SHORT EXERCISE 1 ::
Give each cigar that the reply in the cigar thread names, one per line, and skip a brand that is mentioned on its own.
SHORT EXERCISE 2 ::
Print the lines of the records exactly, starting at the line containing "Would you mind marking the fishing reel" and ending at the final line of the records.

PAGE ::

════════════════

# My Top 5 Cigars For New Cigar Smokers



## Pandyboy (Mar 7, 2012)

There are loads of these videos around but I couldn't see many from the UK so here are my top 5 cigars for new cigar smokers. Please change if posted in the wrong forum. Cheers.






Sent from my SM-G930F using Tapatalk


----------



## Champagne InHand (Sep 14, 2015)

Nice video. I would have noted that the AF Cameroon wrapped Short Story, like most Cameroon wrapped cigars need box aging to make them the most enjoyable. Cameroon wrapped sticks can be disappointing when young. 

I do think you were spot on with the others save the ERDM. I would have substituted the H.Upmann Half Corona. I still find it to be one of the best Cuban cigars with massive value. It probably should be your first Cuban box purchase, though I do really like the Montecristo No.4. I do like Montecristo, when they don’t have a bunch of bad sticks per box.

════════════════

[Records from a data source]

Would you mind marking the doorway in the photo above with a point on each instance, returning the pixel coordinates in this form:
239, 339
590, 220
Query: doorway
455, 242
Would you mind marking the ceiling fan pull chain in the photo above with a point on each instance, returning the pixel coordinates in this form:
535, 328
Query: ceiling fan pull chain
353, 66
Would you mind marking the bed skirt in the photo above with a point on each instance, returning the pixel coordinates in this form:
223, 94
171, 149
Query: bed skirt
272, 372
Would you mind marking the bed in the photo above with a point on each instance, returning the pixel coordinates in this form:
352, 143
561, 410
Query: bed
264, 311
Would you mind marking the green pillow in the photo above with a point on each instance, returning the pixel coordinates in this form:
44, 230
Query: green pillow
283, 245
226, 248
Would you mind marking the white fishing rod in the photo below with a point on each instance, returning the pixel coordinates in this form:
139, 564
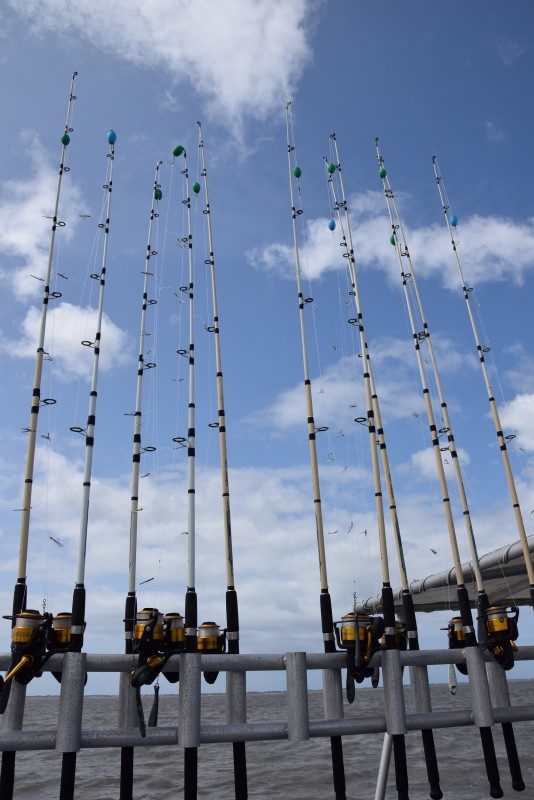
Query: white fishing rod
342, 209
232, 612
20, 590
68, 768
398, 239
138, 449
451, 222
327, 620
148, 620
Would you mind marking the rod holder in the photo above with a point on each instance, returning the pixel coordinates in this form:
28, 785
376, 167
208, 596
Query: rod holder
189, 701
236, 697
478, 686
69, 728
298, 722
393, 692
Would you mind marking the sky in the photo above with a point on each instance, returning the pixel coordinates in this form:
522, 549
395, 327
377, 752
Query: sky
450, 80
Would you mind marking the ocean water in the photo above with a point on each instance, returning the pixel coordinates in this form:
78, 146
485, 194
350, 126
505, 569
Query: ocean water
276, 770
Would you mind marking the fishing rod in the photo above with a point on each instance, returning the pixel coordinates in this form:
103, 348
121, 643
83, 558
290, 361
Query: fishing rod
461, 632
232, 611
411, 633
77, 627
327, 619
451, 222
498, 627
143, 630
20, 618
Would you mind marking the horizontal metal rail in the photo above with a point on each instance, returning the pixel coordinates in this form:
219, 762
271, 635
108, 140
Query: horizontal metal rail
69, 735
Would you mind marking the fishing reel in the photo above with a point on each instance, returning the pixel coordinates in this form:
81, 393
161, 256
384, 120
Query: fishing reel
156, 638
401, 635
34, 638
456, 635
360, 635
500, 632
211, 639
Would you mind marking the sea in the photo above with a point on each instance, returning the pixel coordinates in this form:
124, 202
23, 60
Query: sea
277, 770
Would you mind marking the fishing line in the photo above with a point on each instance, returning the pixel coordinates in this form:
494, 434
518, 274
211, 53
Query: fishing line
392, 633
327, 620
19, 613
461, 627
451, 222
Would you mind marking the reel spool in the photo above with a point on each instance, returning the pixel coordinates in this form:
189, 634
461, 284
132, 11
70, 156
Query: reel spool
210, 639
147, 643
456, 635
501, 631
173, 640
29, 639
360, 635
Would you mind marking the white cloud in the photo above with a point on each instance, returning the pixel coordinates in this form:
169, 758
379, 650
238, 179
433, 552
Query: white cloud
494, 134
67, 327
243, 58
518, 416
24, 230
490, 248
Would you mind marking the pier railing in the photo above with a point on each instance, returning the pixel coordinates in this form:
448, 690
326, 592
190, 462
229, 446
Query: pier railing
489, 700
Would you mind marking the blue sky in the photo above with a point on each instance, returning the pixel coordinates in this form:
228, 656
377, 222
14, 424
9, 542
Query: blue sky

════════════════

WRITTEN REPLY 1 ::
AF Cameroon wrapped Short Story
ERDM
H.Upmann Half Corona
Montecristo No.4

WRITTEN REPLY 2 ::
Would you mind marking the fishing reel in the photo above with a point on each instance, returning the pixel coordinates in this form:
81, 393
161, 256
384, 120
Query: fishing reel
156, 638
401, 635
34, 638
456, 635
360, 635
500, 632
211, 639
Would you mind marking the sea in the photo above with a point on each instance, returning the pixel coordinates in this form:
124, 202
23, 60
Query: sea
277, 770
Would you mind marking the fishing line in the photo above with a point on each instance, returning the pixel coordinates in this form:
494, 434
518, 274
211, 53
Query: fishing line
392, 633
327, 620
19, 613
461, 627
451, 222
Would you mind marking the reel spool in the photo above with a point on each instance, returning the pixel coordinates in this form:
189, 634
461, 284
132, 11
70, 156
Query: reel spool
210, 639
147, 643
456, 635
501, 631
173, 640
29, 639
360, 635
Would you mind marking the white cloud in the photo above with a point on each instance, returning the pixel coordinates in this form:
169, 758
379, 650
238, 179
433, 552
Query: white cloud
494, 134
67, 327
243, 58
518, 416
24, 230
490, 248
Would you mind marking the pier railing in the photo above with a point on each instance, returning the pixel coordinates in this form:
448, 690
326, 592
190, 462
229, 446
Query: pier railing
489, 700
Would you mind marking the blue sky in the photo above with a point on each instance, returning the pixel coordinates in this form:
228, 656
377, 222
14, 424
9, 542
Query: blue sky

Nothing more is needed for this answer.